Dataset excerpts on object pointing
= = = = =
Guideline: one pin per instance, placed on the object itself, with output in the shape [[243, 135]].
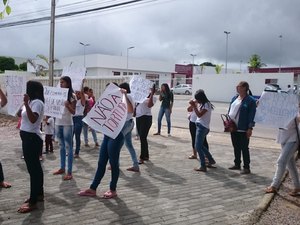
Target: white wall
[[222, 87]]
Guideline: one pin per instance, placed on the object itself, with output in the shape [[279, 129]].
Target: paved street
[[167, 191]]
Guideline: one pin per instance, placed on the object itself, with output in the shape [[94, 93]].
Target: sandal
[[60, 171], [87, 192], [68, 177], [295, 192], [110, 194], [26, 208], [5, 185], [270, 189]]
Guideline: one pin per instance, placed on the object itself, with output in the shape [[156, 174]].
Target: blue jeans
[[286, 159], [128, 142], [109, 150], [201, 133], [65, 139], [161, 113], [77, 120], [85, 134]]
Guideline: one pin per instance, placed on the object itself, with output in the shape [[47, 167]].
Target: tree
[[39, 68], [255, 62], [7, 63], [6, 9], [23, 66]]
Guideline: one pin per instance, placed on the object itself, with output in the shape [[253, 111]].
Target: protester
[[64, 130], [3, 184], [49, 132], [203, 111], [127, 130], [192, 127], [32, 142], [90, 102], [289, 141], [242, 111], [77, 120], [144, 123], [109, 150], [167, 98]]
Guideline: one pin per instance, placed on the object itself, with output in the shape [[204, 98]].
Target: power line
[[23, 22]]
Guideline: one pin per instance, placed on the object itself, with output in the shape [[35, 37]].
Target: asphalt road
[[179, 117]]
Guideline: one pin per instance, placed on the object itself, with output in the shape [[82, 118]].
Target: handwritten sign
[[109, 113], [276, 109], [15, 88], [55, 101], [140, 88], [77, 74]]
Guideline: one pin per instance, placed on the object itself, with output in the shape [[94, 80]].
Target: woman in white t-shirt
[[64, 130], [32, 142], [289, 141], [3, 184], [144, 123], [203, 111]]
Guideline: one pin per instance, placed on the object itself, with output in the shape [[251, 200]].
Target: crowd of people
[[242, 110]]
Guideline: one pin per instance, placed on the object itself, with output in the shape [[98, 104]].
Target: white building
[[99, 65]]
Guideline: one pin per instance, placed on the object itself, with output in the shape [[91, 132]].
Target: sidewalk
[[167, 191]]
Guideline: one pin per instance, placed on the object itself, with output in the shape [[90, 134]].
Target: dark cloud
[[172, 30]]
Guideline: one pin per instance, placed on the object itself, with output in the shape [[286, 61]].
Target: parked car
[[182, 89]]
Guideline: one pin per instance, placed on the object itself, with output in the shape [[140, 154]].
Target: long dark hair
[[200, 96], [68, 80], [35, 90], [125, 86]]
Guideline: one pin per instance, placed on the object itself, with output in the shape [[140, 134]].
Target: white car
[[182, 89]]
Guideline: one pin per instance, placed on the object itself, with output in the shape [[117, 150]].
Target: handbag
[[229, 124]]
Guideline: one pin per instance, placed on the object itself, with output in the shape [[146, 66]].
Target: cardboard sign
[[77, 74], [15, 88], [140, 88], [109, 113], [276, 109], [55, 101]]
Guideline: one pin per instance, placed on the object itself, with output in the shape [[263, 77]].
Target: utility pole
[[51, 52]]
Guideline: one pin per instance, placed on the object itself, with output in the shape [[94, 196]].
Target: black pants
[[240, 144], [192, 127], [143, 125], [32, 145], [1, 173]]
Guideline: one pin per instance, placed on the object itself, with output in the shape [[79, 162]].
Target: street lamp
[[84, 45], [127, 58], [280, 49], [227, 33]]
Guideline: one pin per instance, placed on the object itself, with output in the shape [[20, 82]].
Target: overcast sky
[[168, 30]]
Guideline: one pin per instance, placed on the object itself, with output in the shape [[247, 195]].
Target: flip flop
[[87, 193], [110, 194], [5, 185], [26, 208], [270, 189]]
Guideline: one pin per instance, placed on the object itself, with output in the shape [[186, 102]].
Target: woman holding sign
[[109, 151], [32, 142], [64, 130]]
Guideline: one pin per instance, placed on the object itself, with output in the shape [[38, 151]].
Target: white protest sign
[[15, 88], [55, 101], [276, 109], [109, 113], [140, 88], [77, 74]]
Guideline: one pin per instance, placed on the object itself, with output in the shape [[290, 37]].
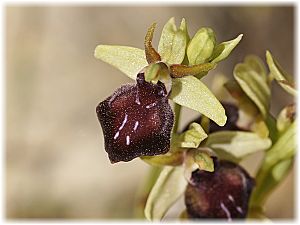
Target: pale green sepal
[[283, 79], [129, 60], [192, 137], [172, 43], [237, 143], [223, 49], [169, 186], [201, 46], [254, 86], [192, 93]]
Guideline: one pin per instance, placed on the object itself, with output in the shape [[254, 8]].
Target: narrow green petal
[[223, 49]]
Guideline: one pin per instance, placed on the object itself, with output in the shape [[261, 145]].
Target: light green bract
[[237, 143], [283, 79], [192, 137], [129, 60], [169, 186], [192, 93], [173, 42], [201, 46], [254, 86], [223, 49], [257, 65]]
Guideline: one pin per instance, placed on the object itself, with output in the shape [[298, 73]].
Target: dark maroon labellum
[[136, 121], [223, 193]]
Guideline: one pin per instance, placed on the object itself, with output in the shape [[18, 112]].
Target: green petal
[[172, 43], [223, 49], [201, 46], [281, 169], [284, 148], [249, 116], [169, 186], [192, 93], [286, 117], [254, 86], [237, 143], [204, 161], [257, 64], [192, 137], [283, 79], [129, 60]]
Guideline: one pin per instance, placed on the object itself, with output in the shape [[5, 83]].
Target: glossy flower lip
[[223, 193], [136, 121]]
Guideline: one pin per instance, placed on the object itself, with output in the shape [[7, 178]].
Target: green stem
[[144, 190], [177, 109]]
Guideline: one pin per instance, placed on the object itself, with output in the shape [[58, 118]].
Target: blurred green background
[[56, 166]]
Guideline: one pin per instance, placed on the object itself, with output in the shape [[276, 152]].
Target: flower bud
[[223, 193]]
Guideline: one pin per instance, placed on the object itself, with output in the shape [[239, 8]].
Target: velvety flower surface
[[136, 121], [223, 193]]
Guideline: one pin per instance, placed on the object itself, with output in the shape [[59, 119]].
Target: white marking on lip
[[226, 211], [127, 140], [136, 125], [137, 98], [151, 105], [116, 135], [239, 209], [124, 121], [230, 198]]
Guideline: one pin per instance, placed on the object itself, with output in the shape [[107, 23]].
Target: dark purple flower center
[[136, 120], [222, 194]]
= = = = =
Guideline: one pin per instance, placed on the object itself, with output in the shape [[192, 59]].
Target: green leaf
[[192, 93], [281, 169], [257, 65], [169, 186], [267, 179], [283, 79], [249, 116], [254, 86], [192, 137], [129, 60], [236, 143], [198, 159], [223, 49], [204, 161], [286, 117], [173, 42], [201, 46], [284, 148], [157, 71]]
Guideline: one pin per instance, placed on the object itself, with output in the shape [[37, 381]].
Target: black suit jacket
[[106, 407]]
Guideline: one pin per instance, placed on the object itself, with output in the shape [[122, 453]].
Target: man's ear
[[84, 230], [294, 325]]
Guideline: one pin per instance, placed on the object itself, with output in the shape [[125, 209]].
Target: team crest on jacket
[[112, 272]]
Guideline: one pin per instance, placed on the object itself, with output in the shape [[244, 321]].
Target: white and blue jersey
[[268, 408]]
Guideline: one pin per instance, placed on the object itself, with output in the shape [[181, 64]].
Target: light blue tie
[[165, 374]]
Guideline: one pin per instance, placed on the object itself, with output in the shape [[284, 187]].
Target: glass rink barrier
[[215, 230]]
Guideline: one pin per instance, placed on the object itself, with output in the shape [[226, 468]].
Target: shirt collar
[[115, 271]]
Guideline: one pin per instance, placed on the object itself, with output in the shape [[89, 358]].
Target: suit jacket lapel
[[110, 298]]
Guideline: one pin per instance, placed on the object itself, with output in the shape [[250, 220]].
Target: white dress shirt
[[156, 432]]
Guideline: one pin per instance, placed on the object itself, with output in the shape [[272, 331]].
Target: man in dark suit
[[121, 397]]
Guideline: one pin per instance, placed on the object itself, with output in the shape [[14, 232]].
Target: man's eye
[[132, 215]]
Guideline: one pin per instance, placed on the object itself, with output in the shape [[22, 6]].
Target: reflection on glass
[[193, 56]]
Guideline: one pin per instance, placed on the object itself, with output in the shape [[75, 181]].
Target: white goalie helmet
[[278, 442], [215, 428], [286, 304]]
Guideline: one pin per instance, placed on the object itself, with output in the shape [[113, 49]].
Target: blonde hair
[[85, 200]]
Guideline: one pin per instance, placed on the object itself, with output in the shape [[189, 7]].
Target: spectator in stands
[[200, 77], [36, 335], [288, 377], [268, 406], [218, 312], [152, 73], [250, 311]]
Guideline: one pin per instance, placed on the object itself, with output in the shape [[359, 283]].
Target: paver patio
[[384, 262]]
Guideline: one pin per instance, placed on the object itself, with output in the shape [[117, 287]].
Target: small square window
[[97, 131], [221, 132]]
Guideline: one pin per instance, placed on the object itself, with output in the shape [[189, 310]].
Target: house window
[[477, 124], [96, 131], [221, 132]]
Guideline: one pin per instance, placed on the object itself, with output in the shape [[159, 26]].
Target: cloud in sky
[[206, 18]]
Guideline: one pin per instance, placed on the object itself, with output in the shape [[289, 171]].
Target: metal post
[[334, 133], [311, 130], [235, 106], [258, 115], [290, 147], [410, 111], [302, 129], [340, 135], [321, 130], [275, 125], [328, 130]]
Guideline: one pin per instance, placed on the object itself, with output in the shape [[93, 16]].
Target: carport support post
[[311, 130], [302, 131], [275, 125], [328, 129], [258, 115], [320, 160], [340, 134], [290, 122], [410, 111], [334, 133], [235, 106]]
= = = = =
> TASK:
Please copy out the listing lines, beginning with the line that contains "shape [[18, 112]]." and running through the line that contains "79], [129, 60]]". Include both of those lines.

> RESPONSE:
Guideline: one pin per instance, placed on the object itself, with output in the shape [[18, 112]].
Target: green petal
[[172, 43], [223, 49], [201, 46], [281, 169], [284, 148], [249, 116], [169, 186], [192, 93], [286, 117], [254, 86], [237, 143], [204, 161], [257, 64], [192, 137], [283, 79], [129, 60]]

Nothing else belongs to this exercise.